--- BEGIN Given records ---
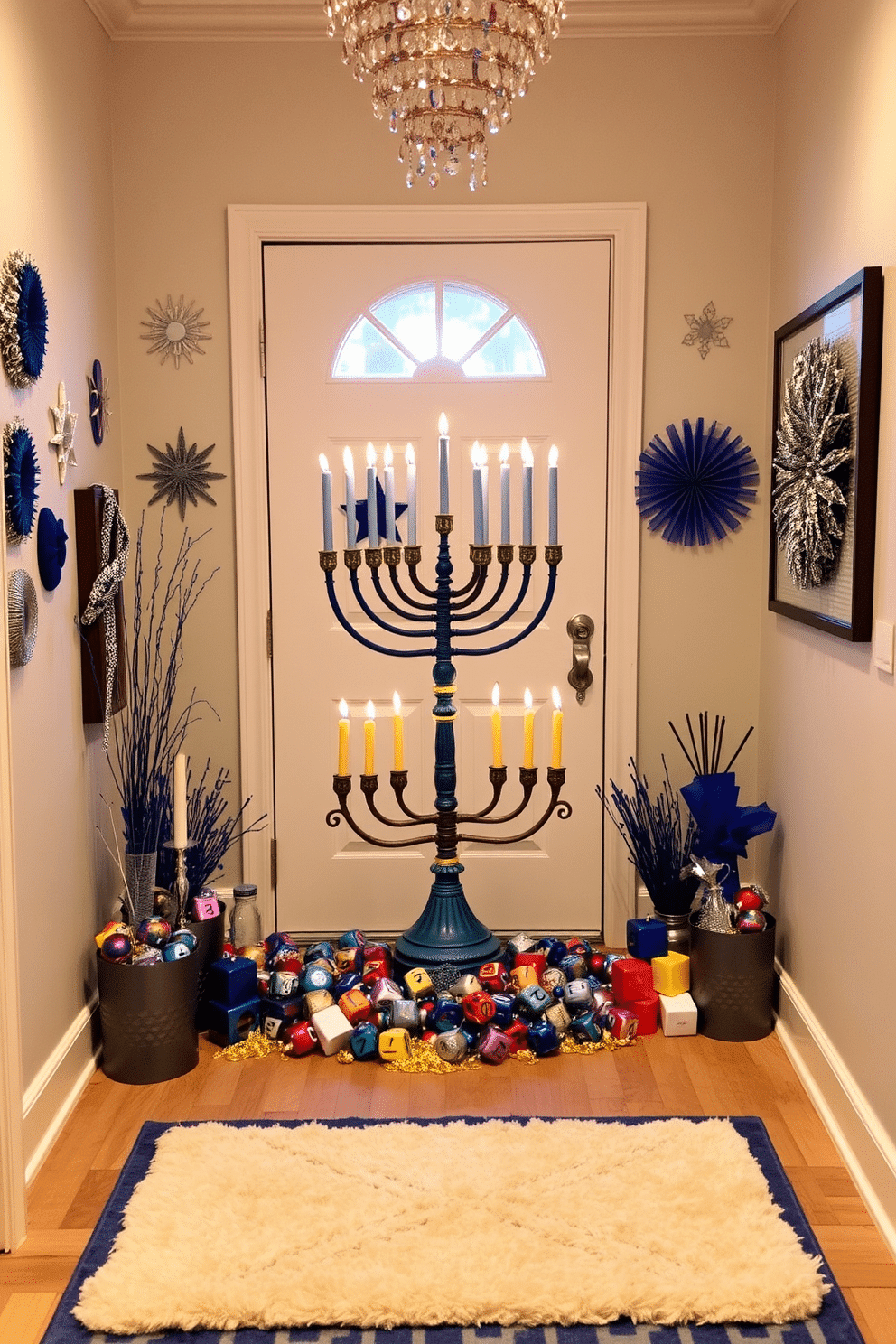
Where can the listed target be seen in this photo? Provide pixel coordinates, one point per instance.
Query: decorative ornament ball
(154, 931)
(117, 947)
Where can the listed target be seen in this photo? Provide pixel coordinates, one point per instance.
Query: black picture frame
(852, 313)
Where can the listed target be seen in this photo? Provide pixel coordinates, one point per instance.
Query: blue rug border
(835, 1319)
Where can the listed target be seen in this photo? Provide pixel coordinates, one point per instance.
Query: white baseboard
(867, 1149)
(55, 1090)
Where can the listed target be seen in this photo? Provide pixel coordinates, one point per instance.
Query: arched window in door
(438, 331)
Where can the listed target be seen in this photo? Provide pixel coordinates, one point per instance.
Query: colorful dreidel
(630, 979)
(647, 938)
(419, 983)
(532, 1002)
(479, 1007)
(116, 926)
(445, 1015)
(557, 1015)
(670, 974)
(493, 976)
(523, 977)
(300, 1038)
(332, 1029)
(355, 1005)
(450, 1046)
(395, 1044)
(578, 996)
(364, 1041)
(493, 1046)
(543, 1038)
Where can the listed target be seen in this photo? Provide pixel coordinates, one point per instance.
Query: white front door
(328, 878)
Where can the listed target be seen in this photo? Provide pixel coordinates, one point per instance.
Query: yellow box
(672, 974)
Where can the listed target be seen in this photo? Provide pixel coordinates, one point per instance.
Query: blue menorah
(446, 938)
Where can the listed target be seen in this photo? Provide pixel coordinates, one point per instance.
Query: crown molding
(303, 21)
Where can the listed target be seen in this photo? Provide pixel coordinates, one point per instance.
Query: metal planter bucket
(733, 981)
(148, 1018)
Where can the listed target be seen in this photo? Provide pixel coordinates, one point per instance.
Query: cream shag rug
(546, 1222)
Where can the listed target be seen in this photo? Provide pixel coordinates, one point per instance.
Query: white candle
(443, 484)
(388, 473)
(181, 801)
(528, 462)
(348, 462)
(553, 495)
(410, 464)
(505, 495)
(372, 526)
(327, 479)
(477, 495)
(484, 464)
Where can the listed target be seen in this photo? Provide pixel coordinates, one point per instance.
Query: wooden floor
(658, 1077)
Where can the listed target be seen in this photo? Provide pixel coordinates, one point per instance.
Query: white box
(678, 1015)
(332, 1027)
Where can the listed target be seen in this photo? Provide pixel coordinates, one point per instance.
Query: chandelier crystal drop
(445, 73)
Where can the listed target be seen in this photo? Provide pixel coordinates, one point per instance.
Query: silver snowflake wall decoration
(813, 464)
(707, 330)
(175, 330)
(182, 475)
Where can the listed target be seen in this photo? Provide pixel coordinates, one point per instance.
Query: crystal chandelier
(445, 71)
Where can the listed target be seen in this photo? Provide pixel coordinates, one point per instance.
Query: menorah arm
(341, 787)
(405, 614)
(361, 639)
(369, 784)
(528, 779)
(487, 606)
(518, 639)
(556, 779)
(397, 779)
(406, 597)
(378, 620)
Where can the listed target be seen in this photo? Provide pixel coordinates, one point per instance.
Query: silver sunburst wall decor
(175, 330)
(812, 462)
(182, 473)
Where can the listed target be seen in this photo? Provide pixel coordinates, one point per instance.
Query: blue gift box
(231, 980)
(647, 938)
(229, 1023)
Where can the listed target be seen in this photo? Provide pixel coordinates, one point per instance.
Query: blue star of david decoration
(360, 515)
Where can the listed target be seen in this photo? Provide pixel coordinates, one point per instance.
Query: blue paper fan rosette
(23, 320)
(697, 485)
(21, 476)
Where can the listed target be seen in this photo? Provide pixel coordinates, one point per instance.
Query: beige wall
(201, 126)
(55, 203)
(827, 715)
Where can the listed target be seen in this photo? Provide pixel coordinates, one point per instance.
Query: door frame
(248, 228)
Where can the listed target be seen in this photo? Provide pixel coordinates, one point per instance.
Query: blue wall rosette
(696, 487)
(21, 476)
(23, 320)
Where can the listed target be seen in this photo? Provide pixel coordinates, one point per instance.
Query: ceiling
(285, 21)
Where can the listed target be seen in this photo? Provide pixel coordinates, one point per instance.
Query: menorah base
(448, 939)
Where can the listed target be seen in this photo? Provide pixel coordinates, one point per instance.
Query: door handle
(581, 630)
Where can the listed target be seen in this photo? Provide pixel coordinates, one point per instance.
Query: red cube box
(630, 979)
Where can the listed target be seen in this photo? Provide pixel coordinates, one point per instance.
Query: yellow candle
(498, 753)
(556, 730)
(369, 735)
(341, 768)
(397, 734)
(528, 732)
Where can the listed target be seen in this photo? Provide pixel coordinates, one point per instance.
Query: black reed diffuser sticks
(707, 760)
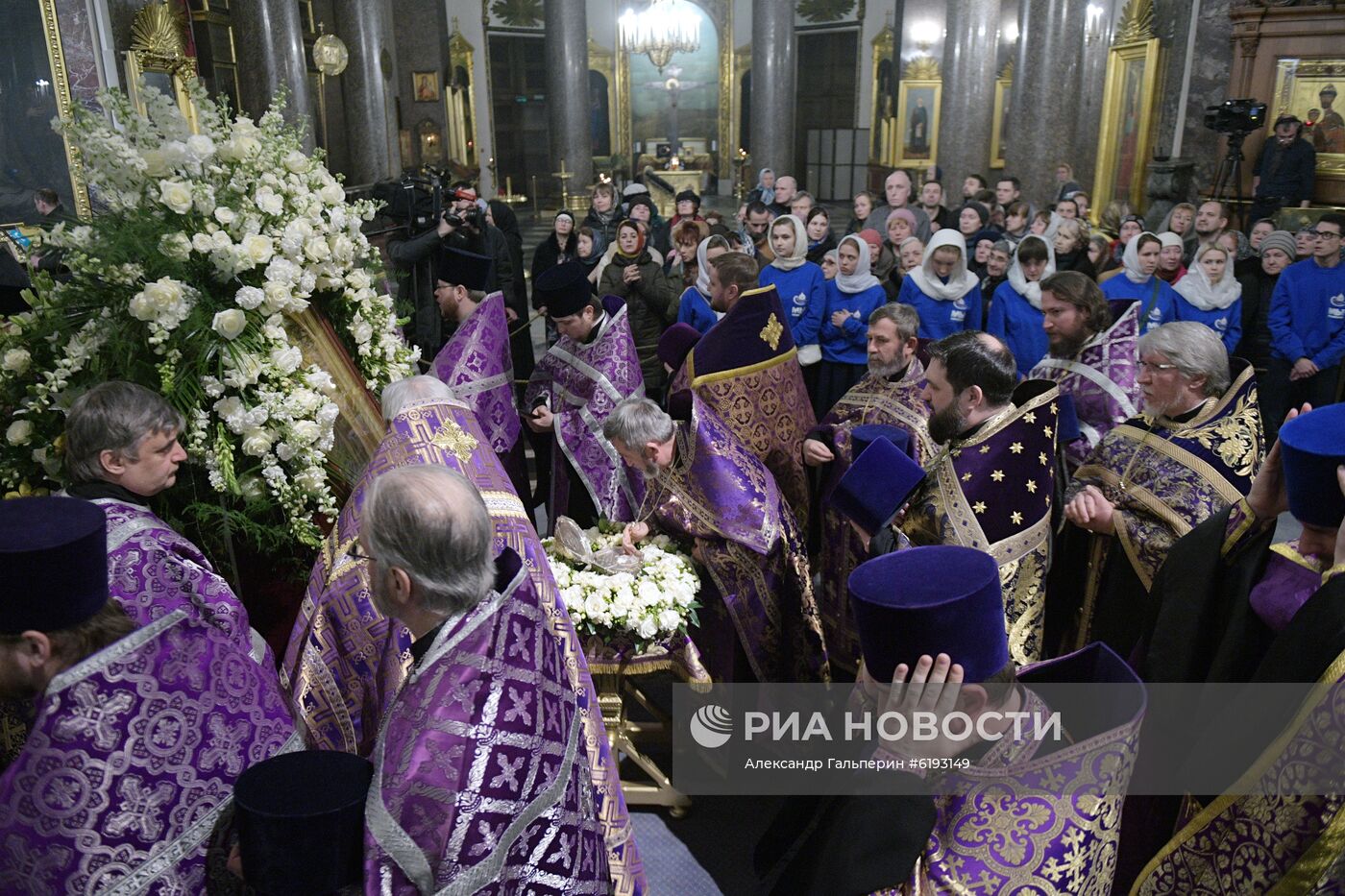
--- END Given records ---
• _Objective_:
Add 66 to every pixel coordinate and rewrite the entries, starting at the beginning of the entries and ending at the line that contains "(835, 1319)". Keep every other line unchanged, and leave the pictures out of your answer.

• _Solution to the exercise_:
Where can the listed target be seen in this photo? Provide pixel coordinates, one point per instance.
Query: decorative ornament ball
(220, 997)
(183, 1013)
Where can the listed target be seen in this photo? Provide pixel coordinates, one point per instance.
Query: black picture frame
(918, 379)
Where can the listed target be seen in this photo? Provide pixel coordinates, one point per instance.
Query: blue rug border
(901, 1385)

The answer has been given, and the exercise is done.